[Data listing]
________________

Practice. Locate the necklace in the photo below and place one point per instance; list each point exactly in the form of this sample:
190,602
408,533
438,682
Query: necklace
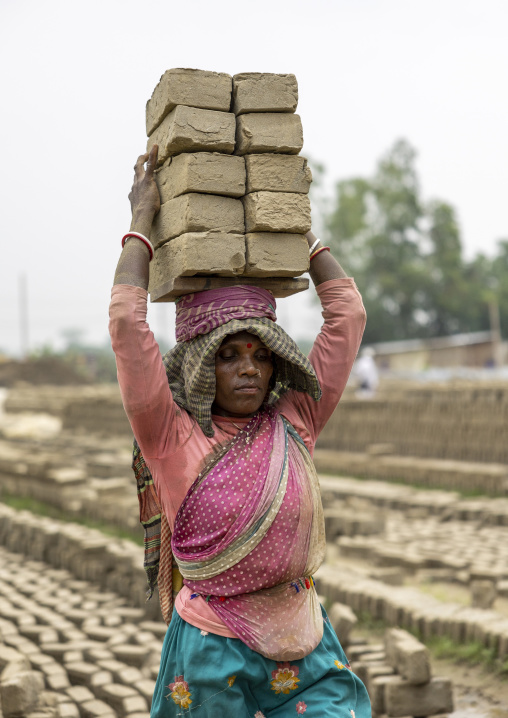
241,429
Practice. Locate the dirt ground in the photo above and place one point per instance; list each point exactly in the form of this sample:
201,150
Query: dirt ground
477,693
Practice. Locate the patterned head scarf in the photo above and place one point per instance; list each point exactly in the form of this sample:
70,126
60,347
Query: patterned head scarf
201,312
205,319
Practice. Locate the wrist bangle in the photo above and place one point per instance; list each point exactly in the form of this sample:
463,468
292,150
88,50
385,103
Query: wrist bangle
140,236
314,246
318,251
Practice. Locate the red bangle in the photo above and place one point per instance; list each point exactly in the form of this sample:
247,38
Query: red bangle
315,254
142,237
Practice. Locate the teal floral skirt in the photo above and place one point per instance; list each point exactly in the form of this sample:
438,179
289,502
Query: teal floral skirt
204,675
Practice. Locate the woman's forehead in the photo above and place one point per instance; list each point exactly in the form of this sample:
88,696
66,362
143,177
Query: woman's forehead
243,338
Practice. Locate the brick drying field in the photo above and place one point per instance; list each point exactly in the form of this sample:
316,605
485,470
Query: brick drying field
78,639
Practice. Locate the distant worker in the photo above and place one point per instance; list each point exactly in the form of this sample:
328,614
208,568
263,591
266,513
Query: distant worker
366,373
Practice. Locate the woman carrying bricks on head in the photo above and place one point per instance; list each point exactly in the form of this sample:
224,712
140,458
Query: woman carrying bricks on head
225,425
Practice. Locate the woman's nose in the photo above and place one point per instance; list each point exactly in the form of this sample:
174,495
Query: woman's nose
247,368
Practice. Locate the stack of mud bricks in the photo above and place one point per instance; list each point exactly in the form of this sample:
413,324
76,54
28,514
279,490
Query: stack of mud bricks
234,191
398,678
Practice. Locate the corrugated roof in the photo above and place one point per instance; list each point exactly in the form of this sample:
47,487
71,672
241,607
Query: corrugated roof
415,345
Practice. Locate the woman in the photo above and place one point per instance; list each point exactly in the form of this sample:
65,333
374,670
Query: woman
226,424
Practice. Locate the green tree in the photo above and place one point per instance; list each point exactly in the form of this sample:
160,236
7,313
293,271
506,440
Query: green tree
406,255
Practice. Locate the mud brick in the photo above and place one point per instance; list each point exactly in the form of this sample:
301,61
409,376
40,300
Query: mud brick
20,694
264,92
198,253
277,173
68,710
275,254
207,172
278,286
403,699
197,213
187,129
124,699
268,132
407,656
81,672
277,212
130,654
195,88
343,621
93,708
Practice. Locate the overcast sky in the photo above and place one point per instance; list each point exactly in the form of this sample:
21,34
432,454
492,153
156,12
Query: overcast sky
76,76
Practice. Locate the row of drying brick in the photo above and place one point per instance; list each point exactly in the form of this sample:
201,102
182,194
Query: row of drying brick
447,505
68,649
114,564
409,608
430,473
462,430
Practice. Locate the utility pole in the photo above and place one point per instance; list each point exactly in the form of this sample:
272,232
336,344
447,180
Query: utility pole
495,330
23,314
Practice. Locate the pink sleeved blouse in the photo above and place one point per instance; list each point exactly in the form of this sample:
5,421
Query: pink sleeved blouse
172,443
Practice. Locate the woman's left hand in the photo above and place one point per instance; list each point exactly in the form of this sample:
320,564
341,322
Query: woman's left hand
144,195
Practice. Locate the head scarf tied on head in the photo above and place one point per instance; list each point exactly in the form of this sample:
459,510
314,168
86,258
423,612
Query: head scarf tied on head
202,312
203,320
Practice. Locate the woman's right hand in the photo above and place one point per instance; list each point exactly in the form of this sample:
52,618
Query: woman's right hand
144,195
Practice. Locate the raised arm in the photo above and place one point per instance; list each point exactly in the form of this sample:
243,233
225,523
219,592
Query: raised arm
144,197
141,374
324,266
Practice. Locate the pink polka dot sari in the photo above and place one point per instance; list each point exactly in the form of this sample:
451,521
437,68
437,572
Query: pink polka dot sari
250,534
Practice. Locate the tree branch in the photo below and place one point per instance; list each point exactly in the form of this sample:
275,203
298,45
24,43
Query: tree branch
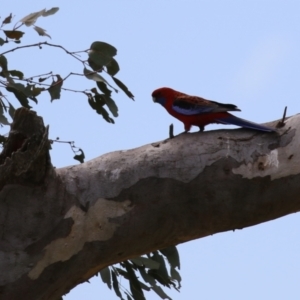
83,218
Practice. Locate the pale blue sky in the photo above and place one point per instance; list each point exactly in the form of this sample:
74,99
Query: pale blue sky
240,52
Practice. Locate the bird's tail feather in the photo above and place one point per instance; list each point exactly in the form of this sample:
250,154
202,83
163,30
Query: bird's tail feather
233,120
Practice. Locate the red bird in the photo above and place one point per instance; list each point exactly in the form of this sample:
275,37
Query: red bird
197,111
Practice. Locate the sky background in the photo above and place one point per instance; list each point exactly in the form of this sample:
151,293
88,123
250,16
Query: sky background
240,52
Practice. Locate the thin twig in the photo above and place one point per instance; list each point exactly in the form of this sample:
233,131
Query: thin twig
171,131
47,44
281,123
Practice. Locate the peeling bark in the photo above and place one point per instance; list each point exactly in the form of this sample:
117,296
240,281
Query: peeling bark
59,227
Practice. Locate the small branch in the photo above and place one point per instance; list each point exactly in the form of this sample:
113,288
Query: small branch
47,44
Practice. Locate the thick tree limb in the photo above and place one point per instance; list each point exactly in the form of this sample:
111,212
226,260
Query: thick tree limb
60,227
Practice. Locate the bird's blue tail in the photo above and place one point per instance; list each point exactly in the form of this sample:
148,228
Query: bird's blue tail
233,120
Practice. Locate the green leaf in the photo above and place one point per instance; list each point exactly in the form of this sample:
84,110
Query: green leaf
42,79
3,119
112,67
105,276
93,75
128,296
7,20
172,256
116,285
3,62
41,31
104,48
161,274
11,110
97,104
36,91
150,279
110,104
16,73
147,262
13,34
103,88
159,291
55,88
3,139
31,18
123,87
20,93
100,54
50,12
176,276
80,157
134,284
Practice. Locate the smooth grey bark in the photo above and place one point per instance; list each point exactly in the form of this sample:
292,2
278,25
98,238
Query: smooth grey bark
59,227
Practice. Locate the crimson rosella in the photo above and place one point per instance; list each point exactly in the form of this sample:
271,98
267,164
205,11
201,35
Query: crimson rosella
197,111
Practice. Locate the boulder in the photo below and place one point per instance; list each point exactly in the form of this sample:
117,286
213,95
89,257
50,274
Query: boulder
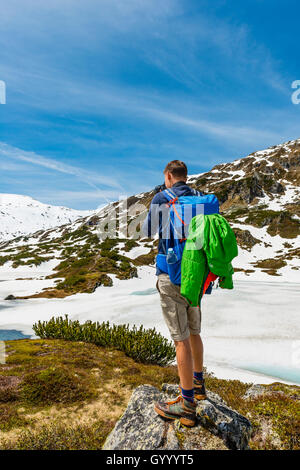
140,428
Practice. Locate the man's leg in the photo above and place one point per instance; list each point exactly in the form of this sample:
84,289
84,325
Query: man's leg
184,363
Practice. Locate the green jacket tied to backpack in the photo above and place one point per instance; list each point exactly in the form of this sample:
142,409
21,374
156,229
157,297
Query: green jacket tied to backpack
210,247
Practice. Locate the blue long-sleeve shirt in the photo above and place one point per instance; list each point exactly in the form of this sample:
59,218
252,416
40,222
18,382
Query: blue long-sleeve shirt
154,221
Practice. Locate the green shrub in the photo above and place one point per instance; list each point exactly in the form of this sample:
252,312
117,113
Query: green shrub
146,346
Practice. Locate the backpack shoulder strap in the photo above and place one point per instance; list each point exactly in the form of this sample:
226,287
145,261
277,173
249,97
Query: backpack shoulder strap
169,194
196,193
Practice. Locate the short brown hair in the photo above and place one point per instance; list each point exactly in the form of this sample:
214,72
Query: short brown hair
177,168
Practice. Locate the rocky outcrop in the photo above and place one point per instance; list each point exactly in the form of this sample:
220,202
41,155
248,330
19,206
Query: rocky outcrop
140,428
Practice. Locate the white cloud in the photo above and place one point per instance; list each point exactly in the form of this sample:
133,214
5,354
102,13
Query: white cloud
89,177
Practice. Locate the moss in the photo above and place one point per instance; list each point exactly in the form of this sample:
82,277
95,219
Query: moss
56,385
10,418
276,413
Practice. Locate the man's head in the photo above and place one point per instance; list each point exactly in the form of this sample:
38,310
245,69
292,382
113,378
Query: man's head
175,171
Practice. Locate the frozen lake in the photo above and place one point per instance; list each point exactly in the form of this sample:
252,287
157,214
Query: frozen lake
251,333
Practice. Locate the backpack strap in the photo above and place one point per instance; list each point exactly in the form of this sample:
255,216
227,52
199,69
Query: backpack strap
196,193
170,195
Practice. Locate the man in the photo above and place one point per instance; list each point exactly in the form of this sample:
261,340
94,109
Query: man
183,321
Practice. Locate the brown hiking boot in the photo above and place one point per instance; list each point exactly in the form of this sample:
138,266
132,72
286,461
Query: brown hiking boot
199,389
181,409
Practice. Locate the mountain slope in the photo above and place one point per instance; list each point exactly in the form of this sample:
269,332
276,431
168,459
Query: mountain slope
21,215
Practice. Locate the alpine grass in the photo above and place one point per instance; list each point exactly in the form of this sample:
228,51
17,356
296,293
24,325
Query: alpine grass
145,346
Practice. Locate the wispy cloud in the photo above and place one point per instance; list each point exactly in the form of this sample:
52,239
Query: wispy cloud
91,178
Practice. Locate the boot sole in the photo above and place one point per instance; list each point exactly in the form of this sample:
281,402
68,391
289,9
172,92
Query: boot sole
183,420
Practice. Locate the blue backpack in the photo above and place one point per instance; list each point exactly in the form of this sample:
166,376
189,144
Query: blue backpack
181,211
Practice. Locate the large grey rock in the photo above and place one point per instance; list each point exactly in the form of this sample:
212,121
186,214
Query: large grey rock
140,428
218,418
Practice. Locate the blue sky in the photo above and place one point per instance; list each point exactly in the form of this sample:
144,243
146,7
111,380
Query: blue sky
101,94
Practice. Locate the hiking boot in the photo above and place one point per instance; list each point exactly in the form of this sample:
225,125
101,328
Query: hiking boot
181,409
199,389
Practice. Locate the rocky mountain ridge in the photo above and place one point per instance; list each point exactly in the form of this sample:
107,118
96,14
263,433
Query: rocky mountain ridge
259,196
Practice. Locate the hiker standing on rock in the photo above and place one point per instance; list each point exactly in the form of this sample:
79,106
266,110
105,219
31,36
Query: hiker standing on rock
183,321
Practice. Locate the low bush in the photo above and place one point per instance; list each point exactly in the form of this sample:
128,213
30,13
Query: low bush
146,346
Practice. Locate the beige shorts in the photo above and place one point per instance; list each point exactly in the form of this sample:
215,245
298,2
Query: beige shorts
181,319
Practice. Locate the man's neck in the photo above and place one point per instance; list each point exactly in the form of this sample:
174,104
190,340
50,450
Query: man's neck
178,182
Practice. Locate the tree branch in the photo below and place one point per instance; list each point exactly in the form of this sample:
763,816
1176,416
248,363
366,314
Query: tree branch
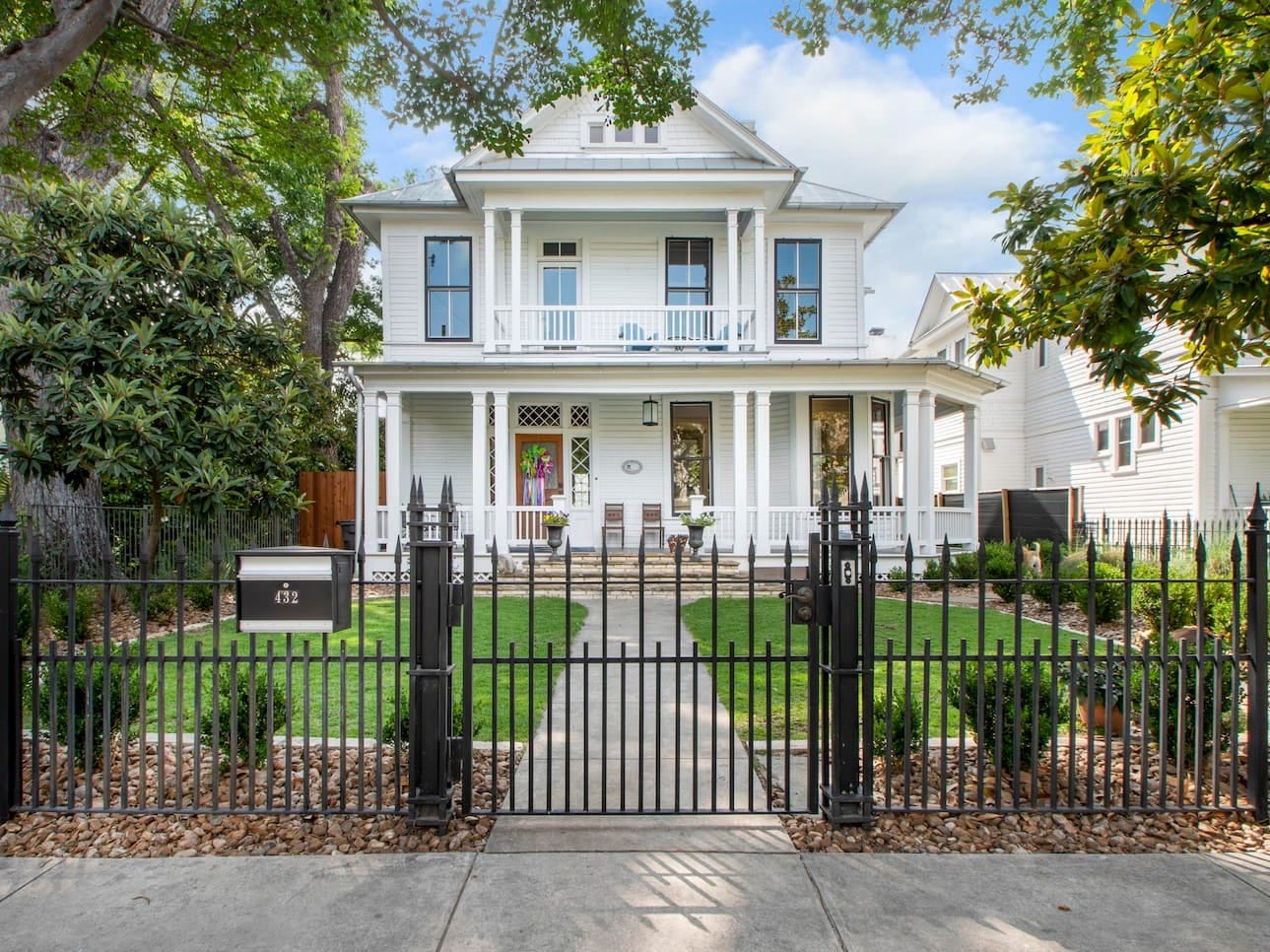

________________

_What you will do_
Please render the data as a Markdown table with the columns "No." and "Data line", one row per line, starting at the line that contains "Practice. Locate the man's neck" and continuing through the end of the data. Skip blank lines and leave out the pictures.

_Final answer_
| No. | Data line |
|---|---|
| 1 | Practice. Locate the man's neck in the photo above and place one point per instance; list each point exactly in the form of this sample: |
| 2 | 174,104 |
| 3 | 190,340 |
| 4 | 50,450 |
| 5 | Query: man's neck |
| 6 | 178,182 |
| 7 | Practice. Locate the tree branch in the photo below and place one point per instance; list each point exactly in the form of this sample: |
| 8 | 763,816 |
| 9 | 1176,416 |
| 10 | 248,363 |
| 11 | 366,314 |
| 12 | Query: tree branch |